Looking ahead, we also see increased investment in plant floor and warehouse automation equipment and technology. We expect to see higher numbers of leading innovations like collaborative robots (or cobots), Industrial IoT solutions, and wearables.
Manufacturers with production lines that are not easily moved – such as those with certain products that require people to work in proximity on the line – can intersperse cobots between operators to increase social distancing without compromising quality and efficiency. Industrial IoT managed remotely can reduce the number of operators needed on the plant floor while improving overall equipment effectiveness, or OEE. And, wearable technologies can help make critical workers more effective while helping them manage highly interactive activities, such as machine maintenance or accessing work instructions.
JR: What other trends do you see as we look ahead at 2021?
BB: As the COVID-19 crisis has demonstrated, managing the resilience of the supply chain is crucial. In an effort to minimize the impact of localized disruption, manufacturers we work with are exploring ways to diversify their supply chains. This has included finding new vendors, exploring new geographies, and building redundancies.
Manufacturers are also working to implement supply chain planning processes and technologies that give them the ability to have more control over inventory, balance safety stock, and work against accurate forecasts.
Re-shoring initiatives will also become a priority to ensure that U.S. manufacturers can have greater control over their ability to supply the U.S. market. No one wants to face supply chain disruption at the scale of the COVID-19 pandemic again. That’s why we’re seeing reshoring and nearshoring emerging as trends because of their ability to potentially help U.S. manufacturers guard against this happening. Two of the regions that stand to be most impacted by reshoring or nearshoring initiatives include China and Mexico, both of which are stable as of November.
In China, this rising production could continue for some time, given the reality of the cost and time to reshore. According to Bank of America, “Foreign firms looking to move their manufacturing processes outside of China in the wake of coronavirus could face $1 trillion in costs over five years.” In addition, some of the legislative activities designed to motivate reshoring from China to the U.S., including the Reshoring American Manufacturing Act and new tax credits for companies that bring jobs from China back to the U.S., have stalled.
Mexico could increasingly benefit from U.S.-China trade and tech wars over the same time period. “Mexico offers direct access to U.S. markets, few or no tariffs, established supply chains, fuller intellectual property rights and 26 percent lower labor costs than China,” says Bank of America. “Mexico annually graduates the fifth-largest number of engineers in the world and its proximity to the U.S. drives 65 percent savings in transportation costs and 75 percent faster shipping times.”
The bottom line is that whether we’re talking about reshoring activities back to the U.S., or countries nearshoring operations to be closer to their global customers, we are likely looking at a shift that will take place over years, indicating that supply chain transformation could be a long-term effort.
JR: If you could grant U.S. manufacturers one wish, or provide them with one new capability or super power, what would it be?
BB: If I could grant manufacturers super powers, I would give them the flexibility and foresight needed to navigate what’s to come in 2021 and beyond. The good news is that both flexibility and foresight are highly achievable and likely closer in reach than some may think, given the maturity of smart manufacturing technology solutions today and the period of innovation that historically follows economically challenging times.

= Point-per-instance localization data =
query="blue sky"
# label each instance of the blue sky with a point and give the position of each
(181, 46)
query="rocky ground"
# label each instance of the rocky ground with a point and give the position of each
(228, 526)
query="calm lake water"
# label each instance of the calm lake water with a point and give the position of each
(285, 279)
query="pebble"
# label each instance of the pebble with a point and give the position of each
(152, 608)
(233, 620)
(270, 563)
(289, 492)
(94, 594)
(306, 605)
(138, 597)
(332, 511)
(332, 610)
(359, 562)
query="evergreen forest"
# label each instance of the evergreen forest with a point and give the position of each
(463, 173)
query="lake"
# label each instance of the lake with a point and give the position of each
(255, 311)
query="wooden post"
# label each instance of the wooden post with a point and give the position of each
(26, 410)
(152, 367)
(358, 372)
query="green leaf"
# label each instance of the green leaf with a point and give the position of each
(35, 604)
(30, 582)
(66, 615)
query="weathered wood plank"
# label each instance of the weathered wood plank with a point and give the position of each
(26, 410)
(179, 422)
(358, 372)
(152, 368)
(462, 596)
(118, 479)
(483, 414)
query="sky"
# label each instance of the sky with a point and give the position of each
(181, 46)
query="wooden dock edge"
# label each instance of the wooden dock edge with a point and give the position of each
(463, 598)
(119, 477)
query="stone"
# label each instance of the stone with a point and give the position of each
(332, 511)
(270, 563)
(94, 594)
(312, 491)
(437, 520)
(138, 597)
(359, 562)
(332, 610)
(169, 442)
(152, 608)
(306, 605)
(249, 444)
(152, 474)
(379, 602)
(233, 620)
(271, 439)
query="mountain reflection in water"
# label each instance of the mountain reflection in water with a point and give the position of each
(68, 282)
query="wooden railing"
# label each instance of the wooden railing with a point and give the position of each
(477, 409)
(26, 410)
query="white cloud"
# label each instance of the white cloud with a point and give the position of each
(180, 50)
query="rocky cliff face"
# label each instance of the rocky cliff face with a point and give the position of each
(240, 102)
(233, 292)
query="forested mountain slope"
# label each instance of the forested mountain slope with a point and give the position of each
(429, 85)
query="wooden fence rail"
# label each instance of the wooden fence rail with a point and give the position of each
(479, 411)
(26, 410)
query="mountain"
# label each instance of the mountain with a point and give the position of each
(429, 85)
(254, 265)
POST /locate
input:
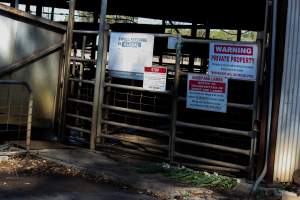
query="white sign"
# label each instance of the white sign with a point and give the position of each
(205, 92)
(130, 52)
(235, 61)
(172, 41)
(155, 78)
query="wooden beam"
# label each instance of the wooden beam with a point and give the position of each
(21, 15)
(30, 59)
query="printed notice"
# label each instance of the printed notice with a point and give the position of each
(205, 92)
(155, 78)
(129, 53)
(234, 61)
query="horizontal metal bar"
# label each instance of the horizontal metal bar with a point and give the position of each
(200, 41)
(80, 101)
(14, 82)
(211, 161)
(212, 168)
(218, 129)
(86, 32)
(128, 87)
(130, 151)
(164, 147)
(79, 117)
(78, 129)
(151, 130)
(82, 81)
(214, 146)
(152, 114)
(233, 105)
(241, 106)
(76, 59)
(160, 35)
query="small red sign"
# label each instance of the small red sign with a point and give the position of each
(156, 69)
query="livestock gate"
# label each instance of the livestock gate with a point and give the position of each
(121, 115)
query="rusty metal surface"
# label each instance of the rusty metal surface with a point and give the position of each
(288, 134)
(30, 53)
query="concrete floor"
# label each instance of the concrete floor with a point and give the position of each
(57, 187)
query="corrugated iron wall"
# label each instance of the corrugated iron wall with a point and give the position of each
(287, 156)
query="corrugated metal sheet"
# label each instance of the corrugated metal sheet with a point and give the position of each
(287, 156)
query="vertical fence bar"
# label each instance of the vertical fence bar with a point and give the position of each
(255, 111)
(175, 98)
(100, 59)
(102, 88)
(66, 70)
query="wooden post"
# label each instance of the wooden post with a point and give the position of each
(66, 68)
(100, 73)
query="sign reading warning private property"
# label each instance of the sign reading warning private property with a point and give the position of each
(205, 92)
(234, 61)
(129, 53)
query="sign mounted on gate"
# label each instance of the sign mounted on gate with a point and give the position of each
(233, 60)
(129, 53)
(206, 92)
(155, 78)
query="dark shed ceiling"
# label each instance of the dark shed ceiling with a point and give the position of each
(225, 14)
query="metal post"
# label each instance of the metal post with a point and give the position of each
(99, 73)
(66, 70)
(174, 99)
(29, 122)
(17, 4)
(255, 111)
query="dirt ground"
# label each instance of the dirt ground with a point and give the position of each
(33, 179)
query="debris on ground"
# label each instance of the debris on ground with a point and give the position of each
(190, 176)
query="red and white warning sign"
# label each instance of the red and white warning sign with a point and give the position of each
(205, 92)
(155, 78)
(235, 61)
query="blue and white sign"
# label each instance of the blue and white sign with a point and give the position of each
(129, 53)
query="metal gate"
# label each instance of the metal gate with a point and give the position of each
(119, 114)
(158, 124)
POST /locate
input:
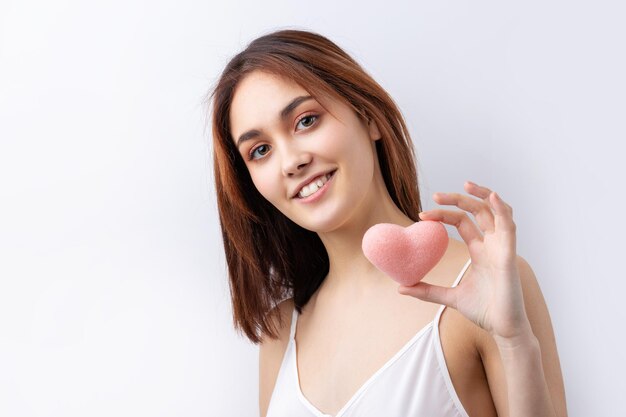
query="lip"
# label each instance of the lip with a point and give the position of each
(319, 193)
(308, 180)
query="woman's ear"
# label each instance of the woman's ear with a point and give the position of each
(373, 130)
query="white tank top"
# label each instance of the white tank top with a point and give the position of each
(414, 383)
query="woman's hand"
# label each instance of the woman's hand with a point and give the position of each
(490, 293)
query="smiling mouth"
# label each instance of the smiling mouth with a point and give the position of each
(314, 186)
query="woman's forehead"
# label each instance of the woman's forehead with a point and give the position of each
(259, 99)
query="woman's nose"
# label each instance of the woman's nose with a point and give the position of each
(294, 160)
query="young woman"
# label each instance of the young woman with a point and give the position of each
(309, 153)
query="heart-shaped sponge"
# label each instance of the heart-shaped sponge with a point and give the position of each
(406, 254)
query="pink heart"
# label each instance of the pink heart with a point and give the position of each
(406, 254)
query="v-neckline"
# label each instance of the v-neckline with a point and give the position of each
(368, 381)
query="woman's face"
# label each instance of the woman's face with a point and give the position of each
(289, 140)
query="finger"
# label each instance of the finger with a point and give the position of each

= EXERCISE BRIEF =
In the manufacturing trends interview, list each thing that the Bank of America quotation beginning "Mexico offers" says Mexico offers. These records come from a different source than the text.

= OUTPUT FOR THIS TASK =
- Direct access to U.S. markets
- Few or no tariffs
- Established supply chains
- Fuller intellectual property rights
- 26 percent lower labor costs than China